_THE TASK_. Extend the biography of high jumper Bobby Aloysius, beginning immediately after its final sentence.

_TEXT SEGMENT_.

○ ○ ○ ○ ○

Bobby Aloysius (born 22 June 1974) is an Indian athlete from Kerala, who competes in the high jump event. Currently, she is residing in Thiruvananthapuram, Kerala. She held the Indian and South Asian records in high jump between 1995 and 2012 of 1.91m. Bobby participated in the 2004 Athens Olympics, won silver in 2002 Busan Asian Games and won gold in the Jakarta Asian Championships.

Personal life
Bobby was born in Chemperi, Kannur, Kerala, India.  Bobby travelled around the world several times and eventually lived in Shrewsbury, United Kingdom until 2009. She had also worked as the Assistant Secretary (Technical) of Kerala State Sports Council in Thiruvananthapuram till 2013. She is married to Shajan Skariah, who is the founder and chief newsreader of an online channel named Marunadan TV. They have three children, Stefan Holm Skariah, Gangotri Skariah and Ritwik Skariah. She is an alumnus of Calicut University.

Career
Bobby established the national record of 1.91m in women's high jump during the Olympic qualifications in 2004 in Chennai. “I badly wanted to qualify for the Olympics and I put everything into that jump in Chennai and cleared 1.91m," she said in an interview at the Maharaja's Stadium in 2011. Her national record remained unbeaten till 2012, when Sahana Kumari cleared 1.92 m for the London Olympics. Bobby also won the women's High Jump event at the National Domestic Circuit Meet held in 2003 in Chennai, in addition to her international wins.

○ ○ ○ ○ ○

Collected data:
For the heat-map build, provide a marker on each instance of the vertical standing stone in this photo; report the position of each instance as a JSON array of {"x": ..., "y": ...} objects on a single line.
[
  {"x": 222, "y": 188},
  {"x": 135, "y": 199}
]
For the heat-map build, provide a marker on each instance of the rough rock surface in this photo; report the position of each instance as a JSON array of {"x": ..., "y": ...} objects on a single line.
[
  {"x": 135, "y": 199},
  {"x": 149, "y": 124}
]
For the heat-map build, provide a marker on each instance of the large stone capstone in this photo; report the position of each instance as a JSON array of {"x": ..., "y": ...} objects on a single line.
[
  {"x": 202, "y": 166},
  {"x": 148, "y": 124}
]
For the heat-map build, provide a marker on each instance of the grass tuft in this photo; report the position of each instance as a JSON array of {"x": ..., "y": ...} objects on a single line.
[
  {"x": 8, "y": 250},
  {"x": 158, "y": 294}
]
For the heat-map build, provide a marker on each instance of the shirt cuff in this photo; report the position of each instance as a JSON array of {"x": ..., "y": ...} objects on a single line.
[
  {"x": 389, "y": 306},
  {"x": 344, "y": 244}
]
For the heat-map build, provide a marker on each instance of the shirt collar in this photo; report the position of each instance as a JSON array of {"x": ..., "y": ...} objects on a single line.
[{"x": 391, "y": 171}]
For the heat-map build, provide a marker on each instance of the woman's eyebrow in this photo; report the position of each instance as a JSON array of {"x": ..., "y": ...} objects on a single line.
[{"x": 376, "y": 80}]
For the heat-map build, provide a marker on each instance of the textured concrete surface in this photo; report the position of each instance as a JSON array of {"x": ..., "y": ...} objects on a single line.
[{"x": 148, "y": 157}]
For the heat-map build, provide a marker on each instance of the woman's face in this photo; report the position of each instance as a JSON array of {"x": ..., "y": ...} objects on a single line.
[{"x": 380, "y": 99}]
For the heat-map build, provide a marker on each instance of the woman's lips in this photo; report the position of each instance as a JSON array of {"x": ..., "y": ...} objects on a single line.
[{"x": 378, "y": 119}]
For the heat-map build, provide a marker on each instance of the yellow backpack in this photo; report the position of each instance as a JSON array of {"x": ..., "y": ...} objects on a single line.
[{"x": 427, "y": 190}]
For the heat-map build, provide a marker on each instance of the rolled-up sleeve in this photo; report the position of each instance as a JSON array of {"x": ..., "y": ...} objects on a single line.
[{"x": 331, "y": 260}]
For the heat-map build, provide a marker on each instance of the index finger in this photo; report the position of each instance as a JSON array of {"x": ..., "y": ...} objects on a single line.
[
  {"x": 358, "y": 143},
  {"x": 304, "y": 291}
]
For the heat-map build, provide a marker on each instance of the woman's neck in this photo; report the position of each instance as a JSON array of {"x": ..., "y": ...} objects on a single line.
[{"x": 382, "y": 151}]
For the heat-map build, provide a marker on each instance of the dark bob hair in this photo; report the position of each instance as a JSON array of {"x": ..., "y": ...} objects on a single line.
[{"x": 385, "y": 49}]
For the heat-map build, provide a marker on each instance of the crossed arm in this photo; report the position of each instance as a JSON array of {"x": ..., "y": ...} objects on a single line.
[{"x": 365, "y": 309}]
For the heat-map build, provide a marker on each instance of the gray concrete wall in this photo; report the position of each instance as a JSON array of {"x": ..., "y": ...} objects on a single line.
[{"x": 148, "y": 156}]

○ ○ ○ ○ ○

_EXERCISE RESULT_.
Bobby has also worked with the Kerala state government to improve sports development in her state. Serving as the Assistant Secretary (Technical) of Kerala State Sports Council, Bobby organised the Sports Council's High Jump Carnival, held at Thiruvananthapuram with the athletes performing to heavy music in 2011. She aimed to implement the higher secondary sports quota online allotment scheme during her service. In 2013, she submitted her resignation letter to KSSC as she claimed that they had denied her the opportunity to get appointed to the National Games Office by holding back the order.

Awards 
After applying for the Dhyan Chand Award multiple times and losing the chance to receive it, Bobby was finally awarded with it in 2018. She was presented the award on 25 September by the President of India Ram Nath Kovind at Rashtrapati Bhawan. In one of her interviews, she said "I'm lucky to win it this time. I've been applying for this honour ever since Dhyan Chand Award was instituted in 2002.The honour will motivate me to take coaching seriously. After Nayana James left me after just one year of training under me, I stopped coaching. Now, I am planning to make a comeback to serious coaching."

References 

1974 births
Living people
Malayali people
Indian female high jumpers
21st-century Indian women
21st-century Indian people
Sportspeople from Thiruvananthapuram
Olympic athletes of India
Athletes (track and field) at the 2004 Summer Olympics
Asian Games medalists in athletics (track and field)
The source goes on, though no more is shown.